Your instructions: Convert the entries below into a Markdown table with the columns Row and Line, one numbered row per line and no rows for blank lines. Leave the pictures out of the table.

:::

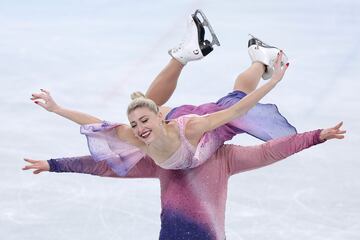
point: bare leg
(248, 80)
(164, 84)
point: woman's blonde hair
(139, 100)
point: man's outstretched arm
(239, 158)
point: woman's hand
(38, 165)
(334, 132)
(279, 70)
(46, 101)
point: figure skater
(190, 134)
(193, 201)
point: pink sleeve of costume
(240, 159)
(145, 168)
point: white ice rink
(93, 54)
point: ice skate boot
(266, 54)
(194, 46)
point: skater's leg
(164, 84)
(193, 47)
(248, 80)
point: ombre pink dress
(263, 121)
(193, 201)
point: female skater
(193, 200)
(191, 134)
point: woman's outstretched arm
(145, 168)
(240, 159)
(45, 100)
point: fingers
(45, 91)
(37, 171)
(337, 126)
(278, 58)
(30, 160)
(41, 104)
(38, 96)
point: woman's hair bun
(136, 95)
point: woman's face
(146, 124)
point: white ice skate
(266, 54)
(194, 46)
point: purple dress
(263, 121)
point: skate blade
(260, 41)
(206, 23)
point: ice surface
(93, 54)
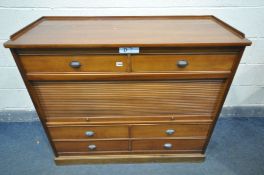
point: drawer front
(88, 63)
(175, 130)
(91, 146)
(88, 132)
(129, 98)
(152, 63)
(168, 144)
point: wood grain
(89, 63)
(150, 98)
(181, 130)
(82, 146)
(78, 132)
(76, 32)
(142, 158)
(154, 63)
(177, 144)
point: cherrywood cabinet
(128, 89)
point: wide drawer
(88, 132)
(87, 63)
(168, 144)
(91, 146)
(152, 63)
(170, 130)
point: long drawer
(91, 146)
(88, 132)
(168, 144)
(170, 130)
(153, 63)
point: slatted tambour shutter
(128, 98)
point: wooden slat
(127, 98)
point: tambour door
(129, 98)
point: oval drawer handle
(170, 131)
(89, 133)
(75, 64)
(167, 145)
(92, 147)
(182, 63)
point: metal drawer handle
(89, 133)
(170, 131)
(75, 64)
(182, 63)
(92, 147)
(167, 145)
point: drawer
(91, 146)
(168, 144)
(88, 132)
(88, 63)
(170, 130)
(151, 63)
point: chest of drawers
(128, 89)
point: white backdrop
(247, 16)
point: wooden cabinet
(128, 89)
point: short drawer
(80, 63)
(88, 132)
(165, 63)
(170, 130)
(91, 146)
(168, 144)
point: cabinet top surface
(89, 32)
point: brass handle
(167, 145)
(75, 64)
(89, 133)
(92, 147)
(182, 63)
(170, 131)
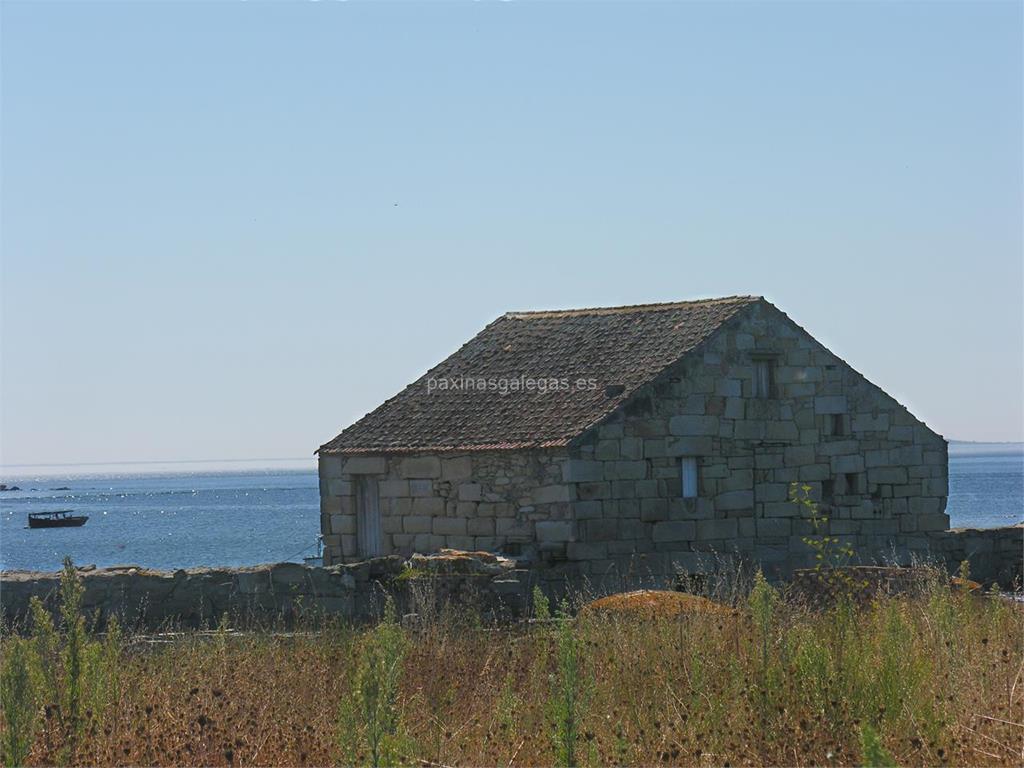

:::

Final answer:
| Row | Line |
|---|---|
| 1 | point: bare leg |
| 2 | (248, 80) |
| 3 | (164, 84) |
| 4 | point: woman's blonde hair |
| 5 | (139, 100) |
| 6 | point: man's outstretched arm |
| 7 | (239, 158) |
| 8 | point: woman's hand |
| 9 | (38, 165) |
| 10 | (334, 132) |
| 11 | (279, 70) |
| 12 | (46, 101) |
| 13 | point: figure skater |
| 14 | (190, 134) |
| 15 | (193, 201) |
| 16 | point: pink sleeve of costume |
| 17 | (240, 159) |
| 18 | (145, 168) |
| 19 | point: white ice rink |
| 20 | (93, 54) |
| 21 | point: ice skate boot |
| 22 | (266, 54) |
| 23 | (194, 46) |
| 24 | point: skater's leg |
| 25 | (164, 84) |
| 26 | (193, 47) |
| 27 | (248, 80) |
| 28 | point: ombre pink dress |
| 29 | (263, 121) |
| 30 | (193, 201) |
| 31 | point: female skater |
| 32 | (193, 200) |
| 33 | (191, 134) |
| 34 | point: woman's outstretched arm |
| 35 | (145, 168) |
| 36 | (240, 159) |
| 37 | (45, 100) |
| 38 | point: fingers |
| 39 | (45, 91) |
| 40 | (37, 171) |
| 41 | (337, 126) |
| 42 | (278, 58) |
| 43 | (30, 160) |
| 44 | (41, 104) |
| 45 | (38, 96) |
| 46 | point: woman's hair bun |
| 47 | (136, 95) |
| 48 | point: woman's face |
| 49 | (146, 124) |
| 50 | point: white ice skate |
| 51 | (266, 54) |
| 52 | (194, 46) |
| 53 | point: purple dress |
| 54 | (263, 121) |
| 55 | point: skate blade |
| 56 | (260, 41) |
| 57 | (206, 23) |
| 58 | point: ice surface |
| 59 | (93, 54) |
| 60 | point: drawer front |
| 61 | (88, 63) |
| 62 | (175, 130) |
| 63 | (91, 146) |
| 64 | (88, 132) |
| 65 | (129, 98) |
| 66 | (152, 63) |
| 67 | (168, 144) |
| 68 | point: wood grain |
| 69 | (89, 63) |
| 70 | (150, 98) |
| 71 | (181, 130) |
| 72 | (82, 146) |
| 73 | (78, 132) |
| 74 | (76, 32) |
| 75 | (142, 158) |
| 76 | (154, 63) |
| 77 | (177, 144) |
| 78 | point: cherrywood cabinet |
| 79 | (128, 89) |
| 80 | point: wide drawer |
| 81 | (88, 132) |
| 82 | (87, 63) |
| 83 | (168, 144) |
| 84 | (91, 146) |
| 85 | (152, 63) |
| 86 | (170, 130) |
| 87 | point: long drawer |
| 88 | (91, 146) |
| 89 | (88, 132) |
| 90 | (168, 144) |
| 91 | (170, 130) |
| 92 | (153, 63) |
| 93 | point: slatted tambour shutter |
| 94 | (128, 98) |
| 95 | point: wooden slat |
| 96 | (127, 98) |
| 97 | point: tambour door |
| 98 | (129, 98) |
| 99 | point: oval drawer handle |
| 100 | (170, 131) |
| 101 | (89, 133) |
| 102 | (75, 64) |
| 103 | (167, 145) |
| 104 | (92, 147) |
| 105 | (182, 63) |
| 106 | point: metal drawer handle |
| 107 | (89, 133) |
| 108 | (170, 131) |
| 109 | (75, 64) |
| 110 | (182, 63) |
| 111 | (92, 147) |
| 112 | (167, 145) |
| 113 | point: drawer |
| 114 | (91, 146) |
| 115 | (168, 144) |
| 116 | (88, 132) |
| 117 | (88, 63) |
| 118 | (170, 130) |
| 119 | (151, 63) |
| 120 | point: chest of drawers |
| 121 | (128, 89) |
| 122 | point: white backdrop |
| 123 | (247, 16) |
| 124 | point: wooden cabinet |
| 125 | (128, 89) |
| 126 | point: short drawer |
| 127 | (80, 63) |
| 128 | (88, 132) |
| 129 | (165, 63) |
| 130 | (170, 130) |
| 131 | (91, 146) |
| 132 | (168, 144) |
| 133 | point: cabinet top surface |
| 134 | (89, 32) |
| 135 | point: brass handle |
| 136 | (167, 145) |
| 137 | (75, 64) |
| 138 | (89, 133) |
| 139 | (92, 147) |
| 140 | (182, 63) |
| 141 | (170, 131) |